I have realised that as well... the module would have to split the text into words first, and then put it back together again later. I have looked into a way to make it work, but I'm not really sure how to write the code. Something like чёрно-белый would come out as čórno-belyj, but what should чёрно-бе́лый become? čórno-bélyj or čorno-bélyj? In other words, does the - separate words that have individual stress, or not? And if so, is that for all words or only some? I'm beginning to think that this may not be as easy as it seemed at first. —CodeCat 12:39, 16 April 2013 (UTC)Reply
It would be easier if it was designed for single words, wouldn't it? :) Let's consider words with "-" solid words with one accent, so "чёрно-бе́лый" (black and white) should become "čorno-bélyj" but I'll use better examples without "-":
"трёхме́стный" (three-seated), "четырёхуго́льный" (quadrangular) ideally should become "trjoxméstnyj", "četyrjoxugólʹnyj"
четырёхколёсный (two "ё"), no stress at all (četyrjoxkoljosnyj) or two stresses (četyrjóxkoljósnyj), whatever is easier.
Please let me know if you have questions or suggestions. These situations are rare, so it's not critical. Even "trjóxméstnyj", "četyrjóxugólʹnyj" do not look terrible, one might consider the words as having two accents, they are compound words, anyway. --Anatoli (обсудить/вклад) 13:38, 16 April 2013 (UTC)Reply

Problems continued

edit

Words with hyphen and passing head argument have problems --user:Dixtosa 18:43, 31 May 2013 (UTC)Reply

This should be fixed by adding {{delink}} to all templates. But I wonder why this can't be done at the level of the module. DTLHS (talk) 18:52, 31 May 2013 (UTC)Reply

Capital "Е" - Е́сли, Если

edit

Capital "Е" without a stress mark is not transliterated properly: [MODULE CALL REDACTED] currently gives "Jésli, Esli", it should be "Jésli, Jesli". For some reason in делать из мухи слона the stressed "Е́сли" is "Ésli". --Anatoli (обсудить/вклад) 00:02, 17 July 2013 (UTC)Reply

Thanks for fixing, Z! --Anatoli (обсудить/вклад) 22:49, 25 July 2013 (UTC)Reply

Ѣ

edit

This edit.

   word = mw.ustring.gsub(word, "^Ѣ","Jě")
   word = mw.ustring.gsub(word, "^ѣ","jě")
   word = mw.ustring.gsub(word, "([^Ѐ-ӿ])Ѣ","%1Jě")
   word = mw.ustring.gsub(word, "([^Ѐ-ӿ])ѣ","%1jě")

──────────

### [PROMPT A]
In the records, change "single pin" to "single marker" between the line holding "For the trial run, indicate each instance of the curb" and the end of the records, inclusive, keeping everything else unchanged. Return only those lines, leaving out the pictures.

Pointing and labeling entries

──────────

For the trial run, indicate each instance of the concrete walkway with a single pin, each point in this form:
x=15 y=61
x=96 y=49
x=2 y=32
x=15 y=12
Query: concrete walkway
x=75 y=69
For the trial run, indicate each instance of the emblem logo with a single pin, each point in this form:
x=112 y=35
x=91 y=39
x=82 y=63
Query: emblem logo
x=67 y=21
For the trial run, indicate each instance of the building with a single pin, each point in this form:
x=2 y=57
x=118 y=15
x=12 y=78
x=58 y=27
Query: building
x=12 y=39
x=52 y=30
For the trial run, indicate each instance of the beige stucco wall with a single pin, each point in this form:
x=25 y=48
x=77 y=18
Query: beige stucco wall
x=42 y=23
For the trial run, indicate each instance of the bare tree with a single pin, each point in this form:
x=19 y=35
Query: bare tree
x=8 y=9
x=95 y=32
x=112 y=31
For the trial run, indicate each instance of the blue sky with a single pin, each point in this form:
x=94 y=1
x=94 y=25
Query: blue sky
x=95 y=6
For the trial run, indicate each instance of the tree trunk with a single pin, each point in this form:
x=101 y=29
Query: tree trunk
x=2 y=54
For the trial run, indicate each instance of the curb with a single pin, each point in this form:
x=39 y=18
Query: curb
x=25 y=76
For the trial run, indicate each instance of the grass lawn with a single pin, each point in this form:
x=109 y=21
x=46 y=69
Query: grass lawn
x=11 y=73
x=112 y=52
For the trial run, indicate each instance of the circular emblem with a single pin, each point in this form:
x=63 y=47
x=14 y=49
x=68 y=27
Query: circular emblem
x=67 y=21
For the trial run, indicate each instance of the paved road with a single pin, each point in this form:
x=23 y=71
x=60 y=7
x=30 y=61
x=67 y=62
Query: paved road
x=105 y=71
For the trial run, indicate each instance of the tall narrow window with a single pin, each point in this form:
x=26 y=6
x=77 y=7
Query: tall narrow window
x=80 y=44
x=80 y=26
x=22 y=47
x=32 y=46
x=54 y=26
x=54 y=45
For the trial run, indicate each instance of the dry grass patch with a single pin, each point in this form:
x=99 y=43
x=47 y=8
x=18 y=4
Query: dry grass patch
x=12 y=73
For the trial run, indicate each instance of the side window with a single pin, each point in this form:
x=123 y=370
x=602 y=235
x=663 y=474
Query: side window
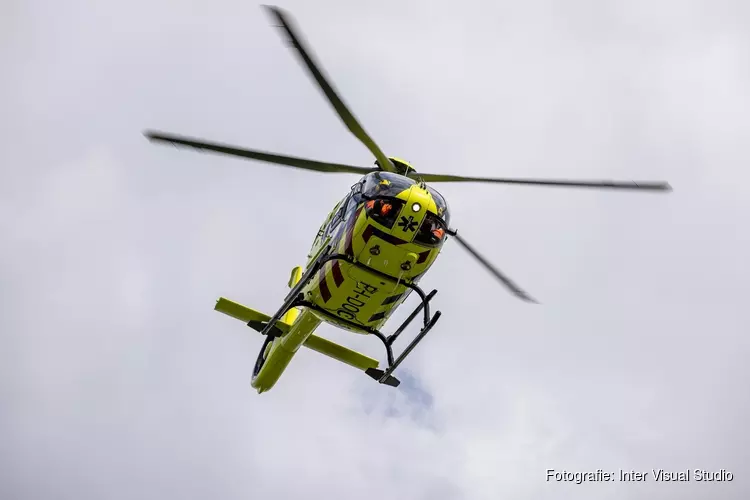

──────────

### [PROMPT B]
Please answer these questions about the transliteration discussion:
(i) What should "чёрно-бе́лый" become, according to Anatoli?
(ii) Which user reported that words with a hyphen and a passing head argument have problems?
(iii) What does the module call currently give for "Е́сли, Если"?

### [COMPLETE ANSWER A]
For the trial run, indicate each instance of the curb with a single marker, each point in this form:
x=39 y=18
Query: curb
x=25 y=76
For the trial run, indicate each instance of the grass lawn with a single marker, each point in this form:
x=109 y=21
x=46 y=69
Query: grass lawn
x=11 y=73
x=112 y=52
For the trial run, indicate each instance of the circular emblem with a single marker, each point in this form:
x=63 y=47
x=14 y=49
x=68 y=27
Query: circular emblem
x=67 y=21
For the trial run, indicate each instance of the paved road with a single marker, each point in this form:
x=23 y=71
x=60 y=7
x=30 y=61
x=67 y=62
Query: paved road
x=105 y=71
For the trial run, indicate each instance of the tall narrow window with a single marker, each point in this form:
x=26 y=6
x=77 y=7
Query: tall narrow window
x=80 y=44
x=80 y=26
x=22 y=47
x=32 y=46
x=54 y=26
x=54 y=45
For the trial run, indicate each instance of the dry grass patch with a single marker, each point in this form:
x=99 y=43
x=47 y=8
x=18 y=4
Query: dry grass patch
x=12 y=73
For the trial run, indicate each instance of the side window with a single marker, each point in this form:
x=123 y=370
x=602 y=235
x=663 y=474
Query: side window

### [COMPLETE ANSWER B]
(i) "čorno-bélyj"
(ii) Dixtosa
(iii) "Jésli, Esli"